# [Page excerpt]
%%
Almotamar.com (English-language online paper)


----------



## meni0n (12 Jan 2010)

Here`s an article that is less alarmist with a different view on things, from Foreign Policy

http://www.foreignpolicy.com/articles/2010/01/08/this_week_at_war_yemens_al_qaeda_scam

"This Week at War: Yemen's al Qaeda Scam"

The article is a bit lenghty but it talks about how Yemen considers Al Qaeda's presence a benefit.


----------



## CougarKing (15 Jan 2010)

The campaign against Al Qaeda in Yemen continues:



> Yemeni AF strike kills 6 Al Qaeda operatives
> 
> SAN'A, Yemen – An airstrike by Yemeni warplanes killed six al-Qaida operatives Friday in a desert village bordering Saudi Arabia, including a key figure who plotted to assassinate the U.S. ambassador, security officials said.
> 
> ...


----------



## The Bread Guy (18 Jan 2010)

This from CBC.ca:


> Yemen's foreign minister was in Ottawa on Monday seeking support from the government of Canada as the Middle Eastern country struggles with al-Qaeda elements within its borders.
%%
# [Work to complete]
a) Do these statements agree with the forum thread on Yemen and al Qaeda? (i) The Foreign Policy article is described as more alarmist than other coverage. (ii) The Yemeni airstrike took place in a desert village bordering Saudi Arabia. (iii) Yemen's foreign minister was in Ottawa on Monday. For each, answer yes or no and quote the deciding words of the thread.
b) Can you pick up the forum thread on Yemen and al Qaeda after its last sentence and continue it?

(Collected data)
%%
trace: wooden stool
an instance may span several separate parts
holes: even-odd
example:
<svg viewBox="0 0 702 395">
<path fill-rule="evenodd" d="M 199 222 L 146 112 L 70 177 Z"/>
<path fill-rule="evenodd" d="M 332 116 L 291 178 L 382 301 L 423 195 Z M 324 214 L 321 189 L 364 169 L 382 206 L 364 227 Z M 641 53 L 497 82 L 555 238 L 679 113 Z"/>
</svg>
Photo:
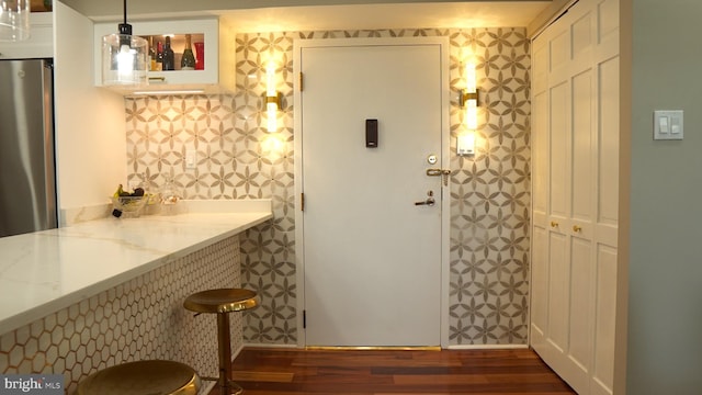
%%
# [Responses per task]
a)
(i) No: "an article that is less alarmist with a different view on things"
(ii) Yes: "in a desert village bordering Saudi Arabia"
(iii) Yes: "Yemen's foreign minister was in Ottawa on Monday"

b)
> 
> The Yemeni minister, Abubakar al-Qirbi, is making the rounds ahead of a major conference on Yemen in London next week, when Yemen is expected to ask for development aid.
> 
> ...



Soooooo, police, military or both kinds of "help"?


----------



## CougarKing (8 Feb 2010)

The campaign continues with the Yemeni forces suffering their own casualties.



> AFP link
> Ten soldiers killed in north Yemen clashes
> 
> AFP
> ...


----------



## CougarKing (23 Mar 2010)

Obviously a different seaborne threat from the usual pirate threats in the area:

Associated Press link






> CAIRO – *The U.S. is warning of possible al-Qaida attacks against ships off the coast of Yemen, where an offshoot of the terrorist network has established a significant base of operations over the past year.*
> 
> Yemen became a focus of deep international concern in December when al-Qaida in the Arabian Peninsula claimed responsibility for the failed attempt to blow up a Detroit-bound airliner, showing the group based in an impoverished and unstable corner of the Middle East had global reach.
> 
> ...


----------



## GAP (23 Mar 2010)

Seen....MARS had posted in the pirates thread early this AM.


----------



## CougarKing (26 Apr 2010)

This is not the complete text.